→ What is needed
Exactly as written, please set down all of the entries again, with no pictures.

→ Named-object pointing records
start
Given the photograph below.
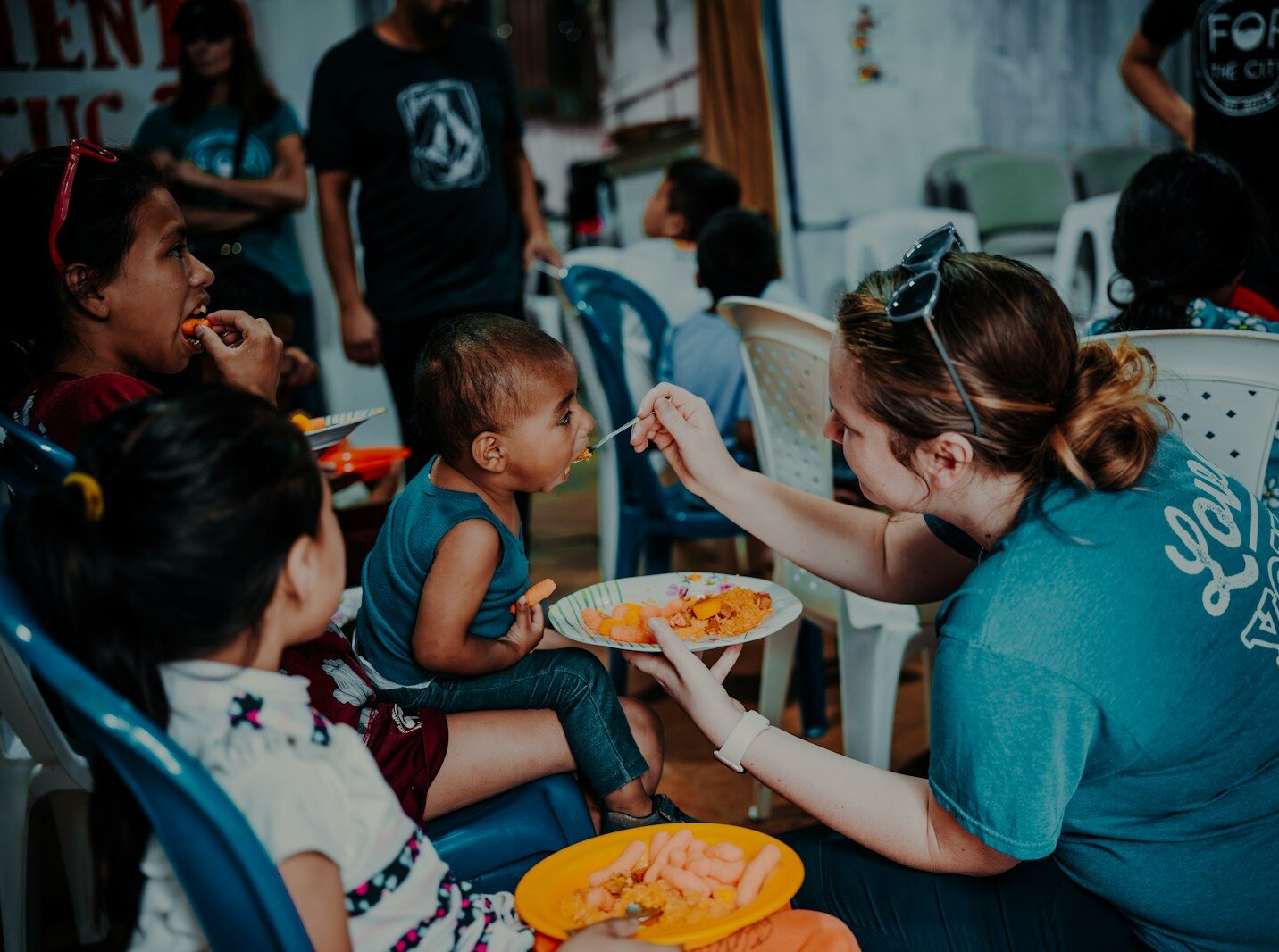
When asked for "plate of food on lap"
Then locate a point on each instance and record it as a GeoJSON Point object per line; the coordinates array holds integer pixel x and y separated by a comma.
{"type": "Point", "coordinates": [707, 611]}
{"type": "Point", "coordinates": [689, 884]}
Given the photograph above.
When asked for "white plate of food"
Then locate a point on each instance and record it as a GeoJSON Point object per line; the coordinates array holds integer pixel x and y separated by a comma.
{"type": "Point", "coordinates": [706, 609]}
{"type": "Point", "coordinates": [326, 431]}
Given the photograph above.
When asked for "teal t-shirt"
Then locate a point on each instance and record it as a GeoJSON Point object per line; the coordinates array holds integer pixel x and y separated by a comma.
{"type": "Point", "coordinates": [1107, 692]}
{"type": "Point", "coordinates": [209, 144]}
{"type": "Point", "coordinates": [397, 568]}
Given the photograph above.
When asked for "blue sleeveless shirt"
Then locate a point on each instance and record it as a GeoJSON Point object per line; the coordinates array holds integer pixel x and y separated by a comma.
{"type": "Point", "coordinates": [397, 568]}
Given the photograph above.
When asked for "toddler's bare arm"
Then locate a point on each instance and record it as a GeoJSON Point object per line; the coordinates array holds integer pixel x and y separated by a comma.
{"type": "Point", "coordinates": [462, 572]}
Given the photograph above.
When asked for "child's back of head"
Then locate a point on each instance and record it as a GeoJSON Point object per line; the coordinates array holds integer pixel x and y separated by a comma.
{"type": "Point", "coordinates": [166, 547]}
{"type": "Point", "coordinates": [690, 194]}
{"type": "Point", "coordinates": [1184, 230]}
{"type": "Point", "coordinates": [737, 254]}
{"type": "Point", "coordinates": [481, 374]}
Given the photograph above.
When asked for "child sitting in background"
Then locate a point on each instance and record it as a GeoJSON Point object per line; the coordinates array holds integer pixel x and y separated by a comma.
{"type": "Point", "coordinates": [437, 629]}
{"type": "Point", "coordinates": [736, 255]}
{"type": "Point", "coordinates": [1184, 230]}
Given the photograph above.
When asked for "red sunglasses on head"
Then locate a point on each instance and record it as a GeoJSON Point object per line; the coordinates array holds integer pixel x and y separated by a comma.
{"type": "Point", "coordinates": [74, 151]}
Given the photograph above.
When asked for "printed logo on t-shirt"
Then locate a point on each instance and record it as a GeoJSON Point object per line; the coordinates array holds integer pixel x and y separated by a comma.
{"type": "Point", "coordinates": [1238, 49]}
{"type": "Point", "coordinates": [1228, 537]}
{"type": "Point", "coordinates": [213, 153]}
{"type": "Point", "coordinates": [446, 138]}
end
→ Exercise output
Given the photograph below.
When asked for "plate of food on lap"
Then locate a point on each instance and record it as a GeoJSON Point object per line; the coordinates array holds integer pixel x and y separated by a comma.
{"type": "Point", "coordinates": [707, 611]}
{"type": "Point", "coordinates": [689, 884]}
Given the photograph above.
When asked for "white plate of food"
Then locate a point on each instance and record it as a GeoJSON Point object per line; the coordinates array holds integer pixel x and y separated by a comma.
{"type": "Point", "coordinates": [706, 609]}
{"type": "Point", "coordinates": [326, 431]}
Given the photograph above.
When asked for "teal t-shirt"
Then locate a point on each instance and record it as a GeoJSON Point object per line; the coordinates array holds integer pixel x and y separated by a comma.
{"type": "Point", "coordinates": [1107, 692]}
{"type": "Point", "coordinates": [209, 144]}
{"type": "Point", "coordinates": [397, 568]}
Given the photograph above.
When asked for "blue sleeveless shirt"
Then locate a point on each instance and record it as a GeoJSON Point object per line; the coordinates array holds integer pixel x and y separated by a comma.
{"type": "Point", "coordinates": [397, 568]}
Given the photograph above.
When asked for "toddler's bare arm"
Then locate a point on each instance and record it as a GeoJSON Point object per line; the coordinates array holds integer pixel x and y separated by a comma.
{"type": "Point", "coordinates": [462, 572]}
Given the photograph above.
When asked for "child's back of head"
Then locate a point on each instance and record it as a GeoJSON Point object per line; the coordinates array holds integer pixel x and y separated by a comma.
{"type": "Point", "coordinates": [166, 547]}
{"type": "Point", "coordinates": [690, 194]}
{"type": "Point", "coordinates": [1184, 230]}
{"type": "Point", "coordinates": [737, 254]}
{"type": "Point", "coordinates": [481, 374]}
Given the photograph above.
When asked for "child sitting in background"
Then locate a point on each instance and record it as a GeoJSON Point object per line; the coordinates array holds integer pixel x and y separated by a comma.
{"type": "Point", "coordinates": [437, 629]}
{"type": "Point", "coordinates": [736, 255]}
{"type": "Point", "coordinates": [1184, 230]}
Given the photograph above.
When asked for "red sunglasses on head"
Then locate a point on each instance and record it as a GeoJSON Point object per line; the coordinates array holds integer pixel x and y separated by a comma.
{"type": "Point", "coordinates": [74, 151]}
Given the photograph above.
When asked for "printed logo on t-shirt"
Then locate a point on each instance and record it as a GeoJSON Point object per line; the coordinates array holds integer pixel x and y separated by a comma.
{"type": "Point", "coordinates": [1238, 49]}
{"type": "Point", "coordinates": [1228, 537]}
{"type": "Point", "coordinates": [213, 153]}
{"type": "Point", "coordinates": [446, 138]}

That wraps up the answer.